- _To do_: In the entries below, count the lines that hold the string "marker" and state only that count.

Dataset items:
►

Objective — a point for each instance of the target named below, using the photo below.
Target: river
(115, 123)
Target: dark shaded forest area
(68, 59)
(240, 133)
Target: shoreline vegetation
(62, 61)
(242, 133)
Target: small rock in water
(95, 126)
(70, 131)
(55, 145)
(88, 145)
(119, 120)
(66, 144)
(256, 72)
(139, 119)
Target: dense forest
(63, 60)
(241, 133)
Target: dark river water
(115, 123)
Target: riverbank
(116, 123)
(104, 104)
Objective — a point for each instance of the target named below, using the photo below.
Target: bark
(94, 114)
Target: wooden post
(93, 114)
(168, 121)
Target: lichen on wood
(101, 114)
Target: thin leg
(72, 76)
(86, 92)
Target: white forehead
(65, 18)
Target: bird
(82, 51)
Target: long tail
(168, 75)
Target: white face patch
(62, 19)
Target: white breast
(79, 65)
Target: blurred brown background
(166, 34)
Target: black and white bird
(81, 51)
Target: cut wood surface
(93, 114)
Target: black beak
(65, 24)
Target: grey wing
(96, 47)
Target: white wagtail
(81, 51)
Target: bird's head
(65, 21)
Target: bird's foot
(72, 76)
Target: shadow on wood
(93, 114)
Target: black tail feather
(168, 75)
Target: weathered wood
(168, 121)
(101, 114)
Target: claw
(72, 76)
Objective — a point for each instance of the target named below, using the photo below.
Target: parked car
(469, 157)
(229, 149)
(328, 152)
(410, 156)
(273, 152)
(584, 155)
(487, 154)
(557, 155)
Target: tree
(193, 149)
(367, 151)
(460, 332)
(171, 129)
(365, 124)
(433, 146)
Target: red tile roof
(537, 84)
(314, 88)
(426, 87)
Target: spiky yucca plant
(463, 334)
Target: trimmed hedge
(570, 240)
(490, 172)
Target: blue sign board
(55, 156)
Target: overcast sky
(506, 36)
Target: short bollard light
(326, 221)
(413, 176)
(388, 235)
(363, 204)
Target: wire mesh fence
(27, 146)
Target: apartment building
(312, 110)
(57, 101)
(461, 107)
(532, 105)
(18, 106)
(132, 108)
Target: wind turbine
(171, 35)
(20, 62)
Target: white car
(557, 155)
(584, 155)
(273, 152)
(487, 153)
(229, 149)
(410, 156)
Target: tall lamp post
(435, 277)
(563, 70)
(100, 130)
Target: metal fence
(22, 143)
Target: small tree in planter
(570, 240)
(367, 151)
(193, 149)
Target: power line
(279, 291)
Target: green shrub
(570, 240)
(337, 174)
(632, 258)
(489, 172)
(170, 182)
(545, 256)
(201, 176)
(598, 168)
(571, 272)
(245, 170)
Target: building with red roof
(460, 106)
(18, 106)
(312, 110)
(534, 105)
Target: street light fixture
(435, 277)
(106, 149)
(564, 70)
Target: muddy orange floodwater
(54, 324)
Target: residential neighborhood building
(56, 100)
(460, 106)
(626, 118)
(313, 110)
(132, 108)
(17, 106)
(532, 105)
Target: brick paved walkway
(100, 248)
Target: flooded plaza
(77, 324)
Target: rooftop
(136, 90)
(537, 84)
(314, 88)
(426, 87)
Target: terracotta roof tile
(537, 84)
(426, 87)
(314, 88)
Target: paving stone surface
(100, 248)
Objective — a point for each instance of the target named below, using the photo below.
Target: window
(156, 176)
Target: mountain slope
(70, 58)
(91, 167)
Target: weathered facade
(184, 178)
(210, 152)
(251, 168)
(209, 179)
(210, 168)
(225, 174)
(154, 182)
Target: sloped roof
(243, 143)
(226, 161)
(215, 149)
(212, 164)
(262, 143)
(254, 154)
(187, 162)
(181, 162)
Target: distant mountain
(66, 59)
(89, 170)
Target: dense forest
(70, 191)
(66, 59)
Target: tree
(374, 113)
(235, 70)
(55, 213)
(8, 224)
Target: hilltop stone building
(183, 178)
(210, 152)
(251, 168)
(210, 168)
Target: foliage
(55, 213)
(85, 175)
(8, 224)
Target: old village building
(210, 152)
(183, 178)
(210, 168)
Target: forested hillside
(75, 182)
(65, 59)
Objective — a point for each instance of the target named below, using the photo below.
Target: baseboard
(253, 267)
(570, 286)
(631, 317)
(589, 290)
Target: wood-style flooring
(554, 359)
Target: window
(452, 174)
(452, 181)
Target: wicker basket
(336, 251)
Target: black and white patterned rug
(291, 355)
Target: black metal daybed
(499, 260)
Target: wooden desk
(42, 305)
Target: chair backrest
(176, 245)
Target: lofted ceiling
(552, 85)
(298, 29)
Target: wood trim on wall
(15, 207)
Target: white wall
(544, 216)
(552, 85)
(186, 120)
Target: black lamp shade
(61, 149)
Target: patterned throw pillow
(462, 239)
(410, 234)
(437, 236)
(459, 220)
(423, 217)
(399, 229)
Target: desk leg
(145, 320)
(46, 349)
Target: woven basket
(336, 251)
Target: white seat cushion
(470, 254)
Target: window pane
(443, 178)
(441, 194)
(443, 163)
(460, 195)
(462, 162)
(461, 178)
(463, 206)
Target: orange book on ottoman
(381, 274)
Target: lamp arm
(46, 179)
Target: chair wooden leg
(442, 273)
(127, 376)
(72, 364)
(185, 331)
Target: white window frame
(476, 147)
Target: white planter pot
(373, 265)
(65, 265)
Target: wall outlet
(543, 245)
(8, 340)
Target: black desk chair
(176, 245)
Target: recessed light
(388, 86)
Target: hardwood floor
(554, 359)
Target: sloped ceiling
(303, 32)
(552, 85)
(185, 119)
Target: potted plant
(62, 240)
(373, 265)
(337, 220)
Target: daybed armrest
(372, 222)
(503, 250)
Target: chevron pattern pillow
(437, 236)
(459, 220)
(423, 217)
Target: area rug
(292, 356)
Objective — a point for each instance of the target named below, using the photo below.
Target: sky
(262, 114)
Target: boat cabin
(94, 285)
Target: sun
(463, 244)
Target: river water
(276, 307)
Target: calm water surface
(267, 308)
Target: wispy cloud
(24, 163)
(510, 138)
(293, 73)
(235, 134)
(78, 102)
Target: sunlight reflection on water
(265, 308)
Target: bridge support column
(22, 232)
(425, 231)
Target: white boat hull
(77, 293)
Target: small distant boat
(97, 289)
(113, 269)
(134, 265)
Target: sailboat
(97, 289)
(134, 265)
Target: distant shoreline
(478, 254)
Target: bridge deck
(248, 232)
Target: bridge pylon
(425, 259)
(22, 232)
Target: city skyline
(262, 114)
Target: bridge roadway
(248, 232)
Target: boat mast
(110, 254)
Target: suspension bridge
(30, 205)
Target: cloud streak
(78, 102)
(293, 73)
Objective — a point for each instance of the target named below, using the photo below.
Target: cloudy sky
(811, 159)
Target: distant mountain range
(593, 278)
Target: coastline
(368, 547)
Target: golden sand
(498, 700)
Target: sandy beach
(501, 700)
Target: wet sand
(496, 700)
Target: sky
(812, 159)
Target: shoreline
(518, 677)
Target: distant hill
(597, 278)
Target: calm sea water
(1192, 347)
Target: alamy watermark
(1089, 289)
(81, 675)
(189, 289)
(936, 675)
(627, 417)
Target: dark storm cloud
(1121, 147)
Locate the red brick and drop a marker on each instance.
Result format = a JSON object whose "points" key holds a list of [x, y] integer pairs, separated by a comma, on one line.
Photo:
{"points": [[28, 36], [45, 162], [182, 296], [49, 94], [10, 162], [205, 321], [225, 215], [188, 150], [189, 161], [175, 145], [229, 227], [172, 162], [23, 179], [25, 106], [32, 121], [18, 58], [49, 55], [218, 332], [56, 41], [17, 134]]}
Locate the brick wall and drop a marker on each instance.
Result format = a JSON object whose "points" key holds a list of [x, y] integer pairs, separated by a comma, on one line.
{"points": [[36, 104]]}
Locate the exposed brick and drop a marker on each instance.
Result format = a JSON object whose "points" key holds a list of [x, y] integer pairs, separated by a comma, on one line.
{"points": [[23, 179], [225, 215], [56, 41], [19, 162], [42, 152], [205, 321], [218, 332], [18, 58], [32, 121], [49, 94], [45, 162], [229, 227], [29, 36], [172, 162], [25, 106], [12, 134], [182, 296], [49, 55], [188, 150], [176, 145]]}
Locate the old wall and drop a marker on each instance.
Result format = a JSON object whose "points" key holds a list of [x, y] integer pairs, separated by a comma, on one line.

◄

- _Answer to the exercise_: 4